課題:
- A) 大人への焦りをつづった文章のうち、「そんなとき、たまたまやっていたテレビドラマに、心をガッツリ掴まれた。」で始まり「バタバタ走りだすような物語が、なんだかとても心地よかった。」まで続く部分を、「テレビドラマ」を「連続ドラマ」に置き換えて書き出してください。
- B) 大人への焦りをつづった文章で、心をガッツリ掴まれたと書かれているテレビドラマの主演は誰ですか。

文書の抜粋:
—————
大人を、心から楽しんで生きる人たちの存在は
暗闇を照らすあたたかい光だ。


私がそう思うようになったのは、2つの出逢いがあったから。

子どものままではいられない焦り




カタチだけの成人を終えて、
長かった大学生活にも終わりが見えはじめた、
冬の頃。

なんか、ヤバい。
未熟な自分に、焦りがつのる。

まわりはみんな、立派な大人になるための階段を
着実に登っていってるのに。
私だけ、自立したカッコいい大人には
なることもなく、止まったまんま。



そんなとき、たまたまやっていたテレビドラマに、心をガッツリ掴まれた。
小泉今日子・中井貴一主演。

「最後から二番目の恋」との出会い。




三十、四十、五十代の大人たちが、
一生懸命走って焦って、スッ転ぶ。
傷ができたら、見せあって笑いあって。
そしてまた「どっこらしょ」って立ち上がり、
バタバタ走りだすような物語が、なんだかとても心地よかった。

ハタから見れば、仕事に恋愛に子育てに、
経験も実績も時間も、キレイに
積み重ねてきたような人たちなのに。
転べば痛いし、情けなくて、涙もでる。

「大人も結構、ジタバタするんだ。」
—————
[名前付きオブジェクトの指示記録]
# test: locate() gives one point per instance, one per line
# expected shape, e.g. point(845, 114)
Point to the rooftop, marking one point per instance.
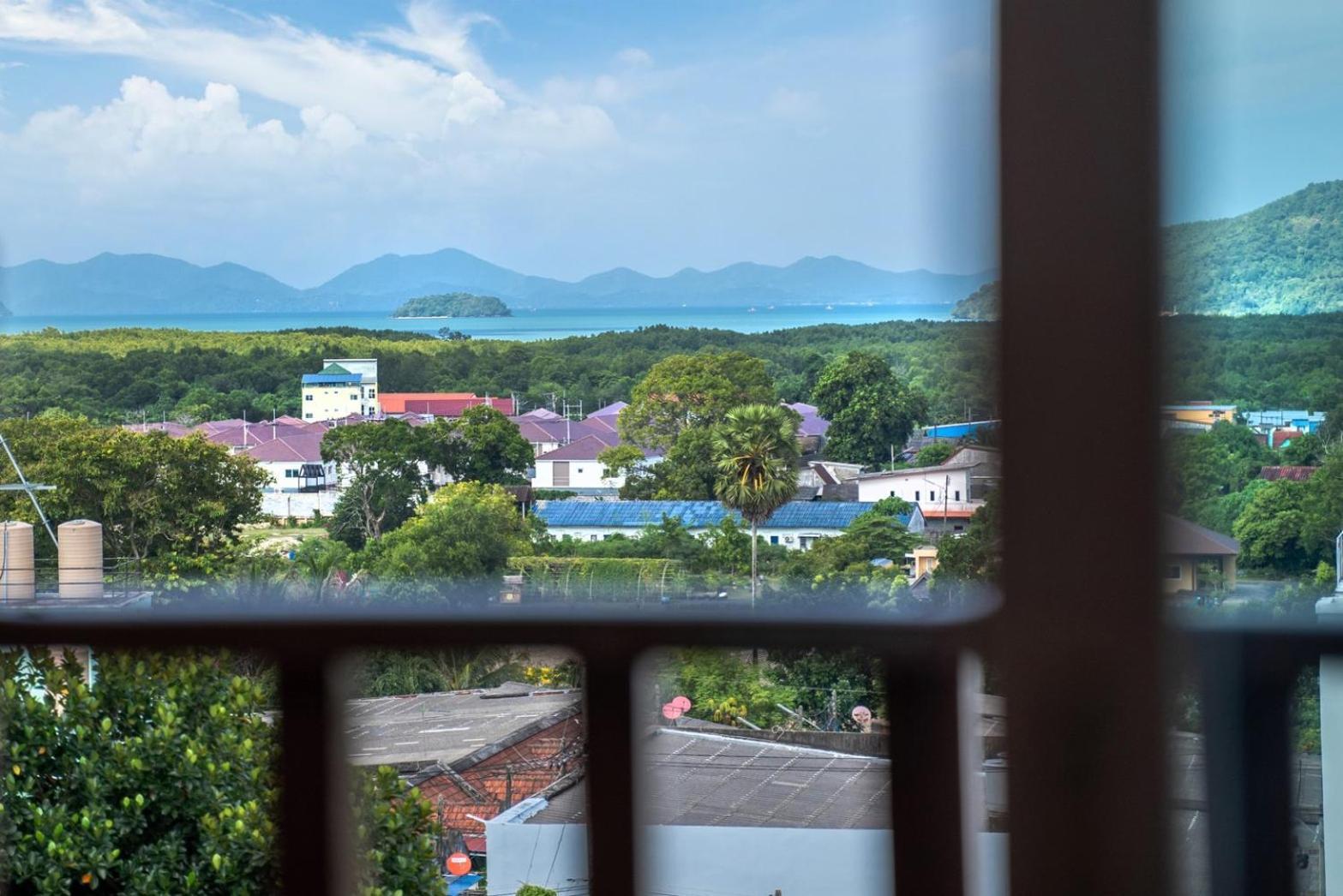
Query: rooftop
point(698, 514)
point(707, 780)
point(454, 729)
point(1182, 538)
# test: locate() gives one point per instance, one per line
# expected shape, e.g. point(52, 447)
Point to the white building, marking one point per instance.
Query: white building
point(959, 485)
point(795, 525)
point(344, 386)
point(575, 467)
point(728, 815)
point(294, 463)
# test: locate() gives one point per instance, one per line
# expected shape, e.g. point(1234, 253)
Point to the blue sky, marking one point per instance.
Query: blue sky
point(566, 137)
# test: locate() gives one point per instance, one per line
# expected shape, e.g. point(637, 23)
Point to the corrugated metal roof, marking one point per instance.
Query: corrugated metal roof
point(698, 514)
point(707, 780)
point(1182, 538)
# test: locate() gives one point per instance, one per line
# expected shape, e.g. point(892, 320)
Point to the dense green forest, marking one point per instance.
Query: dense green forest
point(980, 305)
point(453, 305)
point(1284, 258)
point(121, 374)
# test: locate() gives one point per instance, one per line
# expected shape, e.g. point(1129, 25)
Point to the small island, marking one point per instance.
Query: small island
point(453, 305)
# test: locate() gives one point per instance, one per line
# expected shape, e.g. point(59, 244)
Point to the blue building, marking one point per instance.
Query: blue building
point(795, 525)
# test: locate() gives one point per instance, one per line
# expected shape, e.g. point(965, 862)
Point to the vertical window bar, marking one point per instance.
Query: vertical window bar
point(315, 824)
point(1246, 689)
point(926, 803)
point(1082, 630)
point(610, 775)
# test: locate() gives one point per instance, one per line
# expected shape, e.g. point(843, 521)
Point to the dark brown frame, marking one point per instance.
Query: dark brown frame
point(1080, 640)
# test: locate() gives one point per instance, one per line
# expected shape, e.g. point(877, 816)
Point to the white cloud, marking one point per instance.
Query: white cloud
point(634, 58)
point(419, 81)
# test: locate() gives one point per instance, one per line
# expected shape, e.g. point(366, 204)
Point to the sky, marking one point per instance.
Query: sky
point(570, 137)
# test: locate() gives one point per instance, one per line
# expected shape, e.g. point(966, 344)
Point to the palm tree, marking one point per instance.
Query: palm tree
point(757, 454)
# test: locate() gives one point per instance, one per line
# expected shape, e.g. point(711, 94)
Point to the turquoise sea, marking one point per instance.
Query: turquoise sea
point(523, 325)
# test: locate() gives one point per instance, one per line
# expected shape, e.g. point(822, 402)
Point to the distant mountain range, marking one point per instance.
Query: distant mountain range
point(1284, 258)
point(156, 284)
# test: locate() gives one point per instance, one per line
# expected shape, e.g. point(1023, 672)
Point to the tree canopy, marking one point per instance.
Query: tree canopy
point(688, 391)
point(869, 408)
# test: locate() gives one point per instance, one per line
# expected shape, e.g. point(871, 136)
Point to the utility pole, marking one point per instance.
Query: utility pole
point(24, 486)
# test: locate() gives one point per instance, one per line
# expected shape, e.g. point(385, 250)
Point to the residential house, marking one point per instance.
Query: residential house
point(797, 525)
point(575, 467)
point(1196, 559)
point(344, 386)
point(1201, 412)
point(294, 463)
point(473, 754)
point(952, 490)
point(440, 404)
point(1295, 474)
point(727, 815)
point(1264, 421)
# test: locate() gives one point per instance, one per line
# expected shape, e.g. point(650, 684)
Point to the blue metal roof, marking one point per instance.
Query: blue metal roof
point(698, 514)
point(332, 379)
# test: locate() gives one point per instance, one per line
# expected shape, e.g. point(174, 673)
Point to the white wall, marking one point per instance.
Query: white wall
point(793, 538)
point(920, 487)
point(281, 481)
point(724, 860)
point(333, 403)
point(583, 474)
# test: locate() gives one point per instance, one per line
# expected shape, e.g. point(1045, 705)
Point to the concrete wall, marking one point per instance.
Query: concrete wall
point(333, 403)
point(924, 488)
point(583, 474)
point(724, 860)
point(790, 538)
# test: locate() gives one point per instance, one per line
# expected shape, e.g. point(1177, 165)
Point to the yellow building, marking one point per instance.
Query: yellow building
point(1200, 412)
point(924, 559)
point(1196, 559)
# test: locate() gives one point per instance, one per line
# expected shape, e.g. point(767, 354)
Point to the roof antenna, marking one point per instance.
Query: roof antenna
point(24, 486)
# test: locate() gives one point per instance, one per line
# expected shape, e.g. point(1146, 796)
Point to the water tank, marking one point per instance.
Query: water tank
point(16, 569)
point(81, 559)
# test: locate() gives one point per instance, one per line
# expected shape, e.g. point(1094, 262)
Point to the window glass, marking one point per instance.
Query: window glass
point(461, 308)
point(1250, 317)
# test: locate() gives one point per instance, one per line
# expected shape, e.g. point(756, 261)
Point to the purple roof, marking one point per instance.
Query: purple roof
point(610, 410)
point(585, 448)
point(301, 447)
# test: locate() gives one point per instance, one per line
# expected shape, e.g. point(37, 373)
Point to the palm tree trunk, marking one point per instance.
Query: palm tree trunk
point(752, 562)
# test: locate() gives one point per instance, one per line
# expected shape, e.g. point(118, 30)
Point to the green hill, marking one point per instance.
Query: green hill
point(1284, 258)
point(980, 305)
point(453, 305)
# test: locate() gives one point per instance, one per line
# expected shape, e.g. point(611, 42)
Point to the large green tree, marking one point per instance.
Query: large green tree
point(156, 497)
point(383, 476)
point(160, 780)
point(692, 391)
point(871, 409)
point(481, 445)
point(757, 451)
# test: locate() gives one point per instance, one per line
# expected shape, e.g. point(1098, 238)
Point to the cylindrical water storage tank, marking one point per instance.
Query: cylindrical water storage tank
point(81, 559)
point(18, 580)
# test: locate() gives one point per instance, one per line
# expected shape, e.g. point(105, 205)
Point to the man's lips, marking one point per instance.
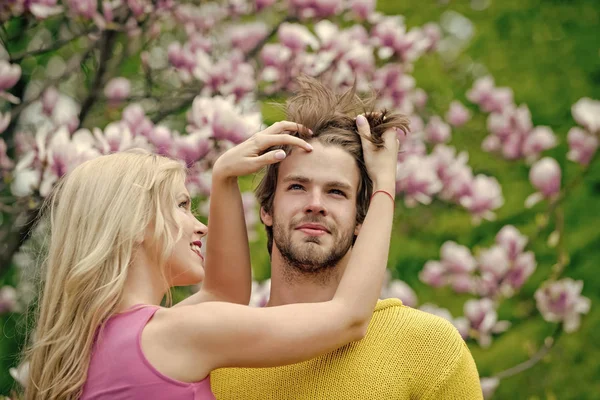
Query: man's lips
point(313, 229)
point(196, 248)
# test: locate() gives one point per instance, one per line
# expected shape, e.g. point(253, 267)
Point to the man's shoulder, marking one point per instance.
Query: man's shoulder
point(407, 323)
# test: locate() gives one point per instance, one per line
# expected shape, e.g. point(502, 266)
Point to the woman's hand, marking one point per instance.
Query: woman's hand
point(249, 157)
point(381, 162)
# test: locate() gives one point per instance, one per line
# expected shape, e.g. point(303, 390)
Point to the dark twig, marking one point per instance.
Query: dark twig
point(106, 45)
point(55, 46)
point(541, 353)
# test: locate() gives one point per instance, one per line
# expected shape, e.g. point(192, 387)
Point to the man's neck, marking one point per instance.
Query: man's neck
point(289, 286)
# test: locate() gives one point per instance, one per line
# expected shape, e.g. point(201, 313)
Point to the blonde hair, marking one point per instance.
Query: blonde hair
point(99, 213)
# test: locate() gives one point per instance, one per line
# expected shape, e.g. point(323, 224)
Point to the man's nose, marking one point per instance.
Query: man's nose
point(315, 204)
point(200, 228)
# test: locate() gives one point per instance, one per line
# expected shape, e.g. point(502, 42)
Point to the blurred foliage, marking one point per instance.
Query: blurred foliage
point(548, 52)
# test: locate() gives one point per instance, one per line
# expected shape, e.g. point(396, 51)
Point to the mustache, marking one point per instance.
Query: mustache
point(313, 220)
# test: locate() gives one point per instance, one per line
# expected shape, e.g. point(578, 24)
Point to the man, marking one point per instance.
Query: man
point(312, 205)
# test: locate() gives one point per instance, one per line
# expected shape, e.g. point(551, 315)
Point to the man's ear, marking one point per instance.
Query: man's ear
point(265, 217)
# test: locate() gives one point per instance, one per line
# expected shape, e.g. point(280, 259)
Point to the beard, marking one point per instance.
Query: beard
point(307, 255)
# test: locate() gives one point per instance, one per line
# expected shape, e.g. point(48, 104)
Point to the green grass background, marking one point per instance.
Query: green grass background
point(548, 52)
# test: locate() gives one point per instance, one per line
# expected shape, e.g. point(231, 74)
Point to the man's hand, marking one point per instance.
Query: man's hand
point(381, 162)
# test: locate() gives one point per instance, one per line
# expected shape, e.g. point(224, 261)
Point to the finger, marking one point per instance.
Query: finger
point(271, 157)
point(363, 126)
point(265, 141)
point(282, 126)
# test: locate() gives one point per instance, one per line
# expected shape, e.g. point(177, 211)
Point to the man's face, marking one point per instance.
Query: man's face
point(314, 209)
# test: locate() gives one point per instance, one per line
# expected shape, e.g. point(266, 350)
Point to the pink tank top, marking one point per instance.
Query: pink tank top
point(119, 369)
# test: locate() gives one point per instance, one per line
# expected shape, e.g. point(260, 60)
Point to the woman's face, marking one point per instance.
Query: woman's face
point(185, 266)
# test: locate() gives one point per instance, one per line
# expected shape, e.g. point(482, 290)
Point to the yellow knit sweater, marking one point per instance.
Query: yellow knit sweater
point(407, 354)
—————
課題ごとの解答:
- A)
そんなとき、たまたまやっていた連続ドラマに、心をガッツリ掴まれた。
小泉今日子・中井貴一主演。

「最後から二番目の恋」との出会い。




三十、四十、五十代の大人たちが、
一生懸命走って焦って、スッ転ぶ。
傷ができたら、見せあって笑いあって。
そしてまた「どっこらしょ」って立ち上がり、
バタバタ走りだすような物語が、なんだかとても心地よかった。

- B) 小泉今日子と中井貴一です。